Pull out each line of the material below that contains the string "block", and list those lines.

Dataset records
····················

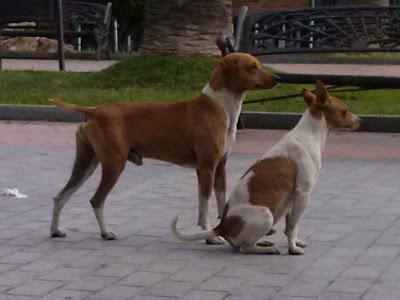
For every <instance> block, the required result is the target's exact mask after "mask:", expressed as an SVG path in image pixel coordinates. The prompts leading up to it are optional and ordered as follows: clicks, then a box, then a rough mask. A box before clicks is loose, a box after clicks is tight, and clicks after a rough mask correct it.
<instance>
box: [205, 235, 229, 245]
mask: <svg viewBox="0 0 400 300" xmlns="http://www.w3.org/2000/svg"><path fill="white" fill-rule="evenodd" d="M206 244H208V245H225V244H226V241H225V239H224V238H223V237H221V236H216V237H214V238H212V239H206Z"/></svg>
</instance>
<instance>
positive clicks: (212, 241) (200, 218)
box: [197, 168, 223, 244]
mask: <svg viewBox="0 0 400 300" xmlns="http://www.w3.org/2000/svg"><path fill="white" fill-rule="evenodd" d="M214 173H215V168H198V169H197V178H198V183H199V189H198V191H199V221H198V225H199V226H200V227H201V228H202V229H203V230H208V229H210V223H209V220H208V200H209V199H210V196H211V192H212V185H213V182H214ZM206 242H207V244H222V243H223V240H222V239H221V238H219V237H216V238H213V239H208V240H207V241H206Z"/></svg>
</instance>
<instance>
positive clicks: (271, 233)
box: [266, 228, 276, 235]
mask: <svg viewBox="0 0 400 300" xmlns="http://www.w3.org/2000/svg"><path fill="white" fill-rule="evenodd" d="M275 233H276V230H275V229H274V228H272V229H271V230H270V231H268V233H267V234H266V235H273V234H275Z"/></svg>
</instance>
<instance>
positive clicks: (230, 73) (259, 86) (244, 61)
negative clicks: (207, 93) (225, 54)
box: [210, 53, 279, 94]
mask: <svg viewBox="0 0 400 300" xmlns="http://www.w3.org/2000/svg"><path fill="white" fill-rule="evenodd" d="M278 78H279V77H278V76H276V75H273V74H271V73H269V72H267V71H266V70H265V69H264V68H263V67H262V65H261V63H260V62H259V60H258V59H257V58H255V57H254V56H252V55H250V54H247V53H231V54H228V55H226V56H224V57H223V58H222V59H221V61H220V62H219V64H218V65H217V67H216V68H215V70H214V71H213V73H212V75H211V79H210V85H211V88H212V89H213V90H216V91H218V90H221V89H223V88H225V89H227V90H229V91H230V92H232V93H234V94H241V93H244V92H246V91H249V90H255V89H269V88H272V87H273V86H275V84H276V80H277V79H278Z"/></svg>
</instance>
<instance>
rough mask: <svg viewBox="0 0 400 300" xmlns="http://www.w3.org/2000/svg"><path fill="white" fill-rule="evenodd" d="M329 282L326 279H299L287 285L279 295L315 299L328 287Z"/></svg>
mask: <svg viewBox="0 0 400 300" xmlns="http://www.w3.org/2000/svg"><path fill="white" fill-rule="evenodd" d="M328 284H329V281H328V280H326V279H323V278H321V279H319V280H317V279H313V280H303V279H302V278H301V277H300V278H298V279H295V280H293V281H291V282H289V284H287V285H286V286H285V287H284V288H283V289H282V290H281V291H280V292H279V295H283V296H293V297H305V298H307V297H308V298H315V297H317V296H318V295H320V294H321V293H322V292H323V291H324V289H325V288H326V287H327V286H328Z"/></svg>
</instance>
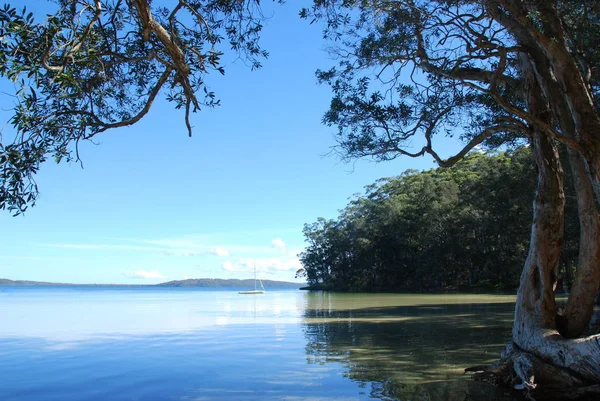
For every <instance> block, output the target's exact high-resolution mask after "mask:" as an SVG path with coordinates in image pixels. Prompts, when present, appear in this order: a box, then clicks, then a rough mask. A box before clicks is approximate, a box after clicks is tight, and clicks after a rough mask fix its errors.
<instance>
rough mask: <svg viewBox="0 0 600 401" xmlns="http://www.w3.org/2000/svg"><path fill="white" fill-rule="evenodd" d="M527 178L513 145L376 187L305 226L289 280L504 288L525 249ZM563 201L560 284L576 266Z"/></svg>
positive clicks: (509, 282)
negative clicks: (295, 271) (487, 153)
mask: <svg viewBox="0 0 600 401" xmlns="http://www.w3.org/2000/svg"><path fill="white" fill-rule="evenodd" d="M536 177H537V174H536V170H535V163H534V161H533V159H532V155H531V152H530V150H529V148H528V147H519V148H516V149H515V150H512V151H506V152H503V153H492V154H487V155H486V154H483V153H479V152H472V153H470V154H469V155H468V156H467V157H466V158H465V159H464V160H463V161H461V162H459V163H457V164H456V165H455V166H454V167H452V168H437V169H432V170H429V171H423V172H418V171H415V170H408V171H406V172H404V173H403V174H402V175H400V176H398V177H394V178H385V179H381V180H379V181H377V183H375V184H373V185H370V186H368V187H367V188H366V192H365V194H364V195H360V196H359V195H357V196H355V197H354V198H353V199H352V200H351V201H350V202H349V204H348V205H347V206H346V208H345V209H343V210H341V211H340V215H339V217H338V218H337V219H334V220H326V219H324V218H319V219H318V220H317V221H316V222H314V223H312V224H306V225H305V227H304V235H305V238H306V241H307V242H308V247H307V248H306V250H305V251H304V252H303V253H302V254H301V255H300V259H301V262H302V265H303V268H304V269H303V270H302V271H300V272H299V273H300V274H301V275H304V276H305V277H306V279H307V282H308V284H309V286H310V287H312V288H326V289H336V290H351V291H385V290H394V291H398V290H417V291H418V290H440V289H463V290H464V289H470V288H471V289H476V288H482V289H486V290H489V289H492V288H495V289H507V290H508V289H514V288H516V287H517V286H518V284H519V276H520V274H521V271H522V268H523V260H524V259H525V258H526V257H527V250H528V247H529V239H530V238H529V236H530V232H531V216H532V202H531V199H532V198H533V194H534V192H535V185H536ZM567 181H568V180H567ZM573 202H574V201H573V200H572V198H571V197H567V214H566V215H567V224H566V226H567V234H566V236H565V247H564V249H563V254H562V258H561V268H560V278H564V279H565V280H560V281H559V285H560V284H563V281H564V284H565V285H568V282H569V280H570V278H571V276H572V275H571V273H572V271H571V270H572V269H573V266H575V265H576V258H577V252H578V251H577V249H578V241H577V234H576V233H577V232H578V228H577V224H578V221H577V218H576V215H575V213H576V211H575V205H574V203H573Z"/></svg>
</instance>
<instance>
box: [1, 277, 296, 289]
mask: <svg viewBox="0 0 600 401" xmlns="http://www.w3.org/2000/svg"><path fill="white" fill-rule="evenodd" d="M262 282H263V285H264V286H266V287H269V288H296V289H298V288H300V287H302V286H303V285H305V284H303V283H292V282H288V281H275V280H262ZM253 285H254V279H244V280H240V279H220V278H191V279H187V280H173V281H167V282H165V283H160V284H72V283H50V282H45V281H30V280H9V279H6V278H0V286H21V287H49V286H77V287H81V286H86V287H89V286H94V287H248V286H253Z"/></svg>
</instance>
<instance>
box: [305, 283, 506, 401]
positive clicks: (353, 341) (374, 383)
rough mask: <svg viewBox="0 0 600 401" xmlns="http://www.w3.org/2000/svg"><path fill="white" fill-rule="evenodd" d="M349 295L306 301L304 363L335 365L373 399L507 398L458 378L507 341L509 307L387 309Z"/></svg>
mask: <svg viewBox="0 0 600 401" xmlns="http://www.w3.org/2000/svg"><path fill="white" fill-rule="evenodd" d="M356 296H357V295H355V296H354V298H353V296H352V295H350V296H348V295H342V294H326V293H322V294H315V295H313V296H310V295H309V296H308V297H307V305H306V308H305V314H304V320H303V332H304V335H305V338H306V341H307V345H306V354H307V359H308V362H309V363H313V364H327V363H332V362H338V363H342V364H343V365H344V366H345V367H346V371H345V376H347V377H348V378H349V379H350V380H352V381H355V382H357V383H358V384H359V386H361V387H363V388H364V389H365V392H367V391H368V392H369V394H370V395H371V397H373V398H377V399H385V400H461V401H463V400H474V401H475V400H477V401H479V400H481V401H483V400H486V401H487V400H512V399H514V398H512V396H511V395H509V394H506V392H505V391H503V390H500V389H498V388H495V387H493V386H490V385H487V384H483V383H476V382H473V381H472V380H470V377H469V376H468V375H464V373H463V372H464V369H465V368H466V367H470V366H476V365H486V364H489V363H492V362H493V361H495V360H497V359H498V358H499V355H500V352H501V351H502V349H503V348H504V346H505V344H506V343H507V342H508V341H509V339H510V338H511V328H512V320H513V312H514V303H512V302H506V301H502V302H489V303H480V302H479V303H464V304H459V303H455V304H442V303H430V302H431V299H429V300H426V301H427V302H425V303H424V304H414V305H396V306H394V305H391V303H393V302H388V301H390V300H389V299H388V301H384V302H382V304H383V305H382V306H377V305H375V304H373V303H371V304H369V302H366V303H365V304H366V305H362V306H361V301H360V299H357V298H356ZM344 297H346V298H345V299H344ZM374 297H377V295H375V296H374ZM365 299H369V297H367V298H365ZM371 299H372V297H371ZM348 301H351V302H348ZM434 301H435V300H434Z"/></svg>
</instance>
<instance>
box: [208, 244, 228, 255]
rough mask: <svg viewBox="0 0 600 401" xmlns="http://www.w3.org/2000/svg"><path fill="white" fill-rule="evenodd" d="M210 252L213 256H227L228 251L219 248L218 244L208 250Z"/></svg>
mask: <svg viewBox="0 0 600 401" xmlns="http://www.w3.org/2000/svg"><path fill="white" fill-rule="evenodd" d="M210 253H211V254H213V255H215V256H229V252H227V250H226V249H223V248H221V247H220V246H217V247H214V248H213V249H211V250H210Z"/></svg>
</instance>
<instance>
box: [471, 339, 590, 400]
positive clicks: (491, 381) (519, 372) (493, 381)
mask: <svg viewBox="0 0 600 401" xmlns="http://www.w3.org/2000/svg"><path fill="white" fill-rule="evenodd" d="M465 372H472V373H473V379H474V380H476V381H481V382H486V383H491V384H494V385H497V386H501V387H506V388H512V389H514V390H517V391H519V392H520V393H521V395H522V396H523V397H524V398H525V399H528V400H536V401H542V400H544V401H545V400H581V401H586V400H598V399H600V397H599V396H600V384H599V383H590V382H588V381H586V380H583V379H582V378H581V377H579V376H578V375H577V374H576V373H574V372H572V371H570V370H569V369H564V368H560V367H557V366H555V365H552V364H551V363H548V362H546V361H544V360H543V359H541V358H539V357H537V356H535V355H533V354H531V353H528V352H525V351H523V350H521V349H519V348H518V347H517V346H516V345H514V344H513V343H510V344H508V345H507V347H506V349H505V350H504V352H503V353H502V356H501V360H500V361H499V362H497V363H495V364H493V365H491V366H475V367H471V368H467V369H465Z"/></svg>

····················

#### Task answer
For every <instance> block, the required result is the target's exact mask after "mask:", expressed as an SVG path in image pixel coordinates. The prompts leading up to it are optional and ordered as follows: clicks, then a box, then a rough mask. A box before clicks is loose, a box after clicks is tight, and clicks after a rough mask correct it.
For every <instance> block, output the target's exact high-resolution mask after "mask:" as an SVG path with coordinates in image pixels. Prompts, when present, appear in this order: a box, then clicks, then a rough mask. A box before clicks is approximate, a box after clicks is tight, and clicks after a rough mask fix its errors.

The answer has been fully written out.